Passage extrait
···

Des solutions techniques doivent également être davantage développées. L’utilisation des eaux non conventionnelles (eau de pluie, eaux grises, eaux usées traitées…) est une des clés. En France, le potentiel est important [10],[11]. Si l’utilisation des eaux de pluie et pluviales est de plus en plus intégrée dans les projets d’aménagement, la réutilisation des eaux usées traitées (REUT) reste un sujet complexe d’un point de vue technique, réglementaire et organisationnel, avec de forts enjeux économiques et d’acceptabilité sociale. L’objectif est de passer de moins de 1 % de REUT aujourd’hui, à 10 % d’ici 2030.
En outre, dans le contexte de tension sur la ressource, pouvoir analyser de façon prospective l’évolution des besoins en eau pour chaque usage à différentes échelles territoriales pour une gestion durable de la ressource, devient une nécessité. L’outil STRATEAU en cours de développement aidera à la réalisation de différents scénarios d’évolution de la demande en eau pour les différents usages.
Intégrer eau et aménagement des territoires
Penser les risques liés à l’eau, penser la rareté de la ressource, nous amène inévitablement à un changement de paradigme en termes d’aménagement. L’eau doit être au cœur même des politiques d’aménagement des territoires notamment parce qu’elle est un intrant dimensionnant de leurs potentialités d’accueil par les contraintes et les limites qu’elle génère en termes de risques comme de disponibilité de la ressource.

···

Informations
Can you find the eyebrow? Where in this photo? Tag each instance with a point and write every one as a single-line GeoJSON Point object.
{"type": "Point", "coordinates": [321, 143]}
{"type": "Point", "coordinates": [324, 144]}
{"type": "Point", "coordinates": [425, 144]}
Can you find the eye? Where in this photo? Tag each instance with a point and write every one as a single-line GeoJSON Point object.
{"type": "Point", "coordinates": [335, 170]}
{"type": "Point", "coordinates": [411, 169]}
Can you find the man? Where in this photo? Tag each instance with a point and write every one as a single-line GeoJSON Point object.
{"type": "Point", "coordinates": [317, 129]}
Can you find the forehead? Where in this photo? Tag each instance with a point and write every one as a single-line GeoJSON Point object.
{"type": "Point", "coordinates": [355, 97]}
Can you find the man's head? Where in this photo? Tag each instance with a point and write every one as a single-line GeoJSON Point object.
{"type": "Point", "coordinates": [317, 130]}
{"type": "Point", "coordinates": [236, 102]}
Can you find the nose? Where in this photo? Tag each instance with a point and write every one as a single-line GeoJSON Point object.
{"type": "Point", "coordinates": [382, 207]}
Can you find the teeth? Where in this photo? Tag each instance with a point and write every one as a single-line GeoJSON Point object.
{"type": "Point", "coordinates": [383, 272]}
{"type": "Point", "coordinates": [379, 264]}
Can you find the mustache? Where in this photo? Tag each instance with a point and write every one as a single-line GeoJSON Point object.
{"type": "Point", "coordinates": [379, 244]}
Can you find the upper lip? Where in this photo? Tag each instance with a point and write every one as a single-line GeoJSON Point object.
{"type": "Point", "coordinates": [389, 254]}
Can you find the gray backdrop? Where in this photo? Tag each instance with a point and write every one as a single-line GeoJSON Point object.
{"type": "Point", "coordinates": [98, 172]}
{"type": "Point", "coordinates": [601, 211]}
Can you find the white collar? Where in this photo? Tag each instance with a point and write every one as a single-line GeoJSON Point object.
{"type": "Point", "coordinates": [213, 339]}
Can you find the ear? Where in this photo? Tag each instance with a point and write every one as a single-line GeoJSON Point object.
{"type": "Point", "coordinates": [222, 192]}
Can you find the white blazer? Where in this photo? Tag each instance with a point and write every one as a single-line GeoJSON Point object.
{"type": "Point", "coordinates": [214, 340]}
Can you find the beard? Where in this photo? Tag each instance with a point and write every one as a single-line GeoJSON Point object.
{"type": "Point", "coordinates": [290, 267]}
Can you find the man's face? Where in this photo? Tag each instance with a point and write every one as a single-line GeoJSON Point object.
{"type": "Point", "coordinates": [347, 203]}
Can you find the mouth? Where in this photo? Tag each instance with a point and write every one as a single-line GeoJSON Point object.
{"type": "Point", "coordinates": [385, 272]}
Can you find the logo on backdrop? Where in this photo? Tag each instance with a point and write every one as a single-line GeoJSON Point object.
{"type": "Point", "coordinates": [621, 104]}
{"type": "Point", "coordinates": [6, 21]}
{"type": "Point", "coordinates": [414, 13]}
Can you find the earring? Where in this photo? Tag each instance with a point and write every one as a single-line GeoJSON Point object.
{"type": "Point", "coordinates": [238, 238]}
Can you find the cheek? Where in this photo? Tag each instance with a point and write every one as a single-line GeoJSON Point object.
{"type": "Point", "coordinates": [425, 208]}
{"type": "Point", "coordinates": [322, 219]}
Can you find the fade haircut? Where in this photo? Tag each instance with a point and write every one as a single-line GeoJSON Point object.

···

Travail à faire
Rédigez la suite du texte sur l’eau et l’aménagement des territoires, en partant de sa dernière phrase.

Réponse
Dans le contexte de changement climatique, il est primordial de renouer les liens entre eau et aménagement des territoires. Réduire l’imperméabilisation des sols et favoriser la reperméabilisation en végétalisant les surfaces rend possible l’infiltration de l’eau de pluie dans le sol au plus près de l’endroit où elle tombe, ce qui freine les écoulements et diminue le risque d’inondation et la pollution des milieux aquatiques. Outre sa participation à la restauration du cycle naturel de l’eau, la végétalisation des sols, grâce à l’évapotranspiration, contribue au rafraîchissement urbain.
L’eau de pluie ainsi intégrée dans le paysage urbain devient une ressource favorisant le retour de la nature en ville. Ces solutions d’aménagement fondées sur la nature (SFN) apportent de multiples co-bénéfices tels que préservation et restauration de la biodiversité, aménités paysagères et cadre de vie, lutte contre les îlots de chaleur…
[1] IPCC (2023), “Synthesis report of the IPCC sixth assessment report (AR6)”, longer report, 20 mars, p. 6.
[3] https://www.ecologie.gouv.fr/trajectoire-rechauffementreference-ouverture-consultation-publique
[4] SALLES D. (2022), "Repenser l’eau à l’heure du changement climatique", Responsabilité & environnement - Annales des Mines, n°106, pp. 32-36.
[5] https://www.un.org/fr/climatechange/science/climate-issues/water
[6] https://meteofrance.com/changement-climatique/observer/changement-climatique-eau-et-secheresses
[7] Développé par le Cerema.
[9] https://www.normandie.developpement-durable.gouv.fr/IMG/pdf/ecodo-guide-bonnes-pratiques-web.pdf
[10] Synthèse du groupe de travail national "Eaux non conventionnelles" co-piloté par les ministères de la Transition écologique et de la Cohésion des territoires (MTECT) et de la Santé et de la Prévention (MSP) et animé par l’Astee, https://www.astee.org/publications/favoriser-le-recours-aux-eaux-non-conventionnelles/
[11] Réutilisation des eaux usées traitées. Le panorama français, Cerema, 2020, 46 pages (article de présentation).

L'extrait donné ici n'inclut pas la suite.